- TASK STATEMENT: Count the lines in the items below that contain the word "instance" with matching case, and reply with only that number.

[BEGIN RECORDS FOR THE EXERCISE]

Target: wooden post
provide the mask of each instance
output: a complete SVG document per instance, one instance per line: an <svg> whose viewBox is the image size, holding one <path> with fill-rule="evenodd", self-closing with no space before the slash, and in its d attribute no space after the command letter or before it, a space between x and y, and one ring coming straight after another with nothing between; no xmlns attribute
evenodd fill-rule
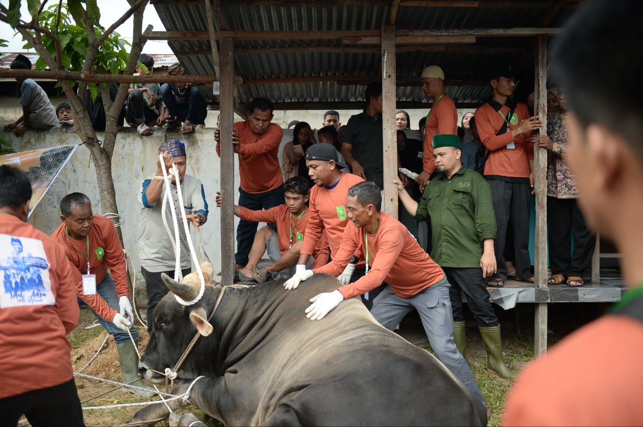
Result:
<svg viewBox="0 0 643 427"><path fill-rule="evenodd" d="M601 234L596 233L596 245L592 256L592 283L601 281Z"/></svg>
<svg viewBox="0 0 643 427"><path fill-rule="evenodd" d="M234 49L232 39L221 40L221 283L232 284L235 272L235 153L232 145L234 126Z"/></svg>
<svg viewBox="0 0 643 427"><path fill-rule="evenodd" d="M547 37L539 35L536 60L536 115L543 126L540 134L547 132ZM534 146L534 187L536 189L536 230L534 234L534 283L538 288L547 287L547 152ZM534 353L536 355L547 350L547 303L536 304Z"/></svg>
<svg viewBox="0 0 643 427"><path fill-rule="evenodd" d="M384 211L397 218L397 130L395 128L395 27L382 28L382 141L384 150Z"/></svg>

[END RECORDS FOR THE EXERCISE]

- EXERCISE SOLUTION: 2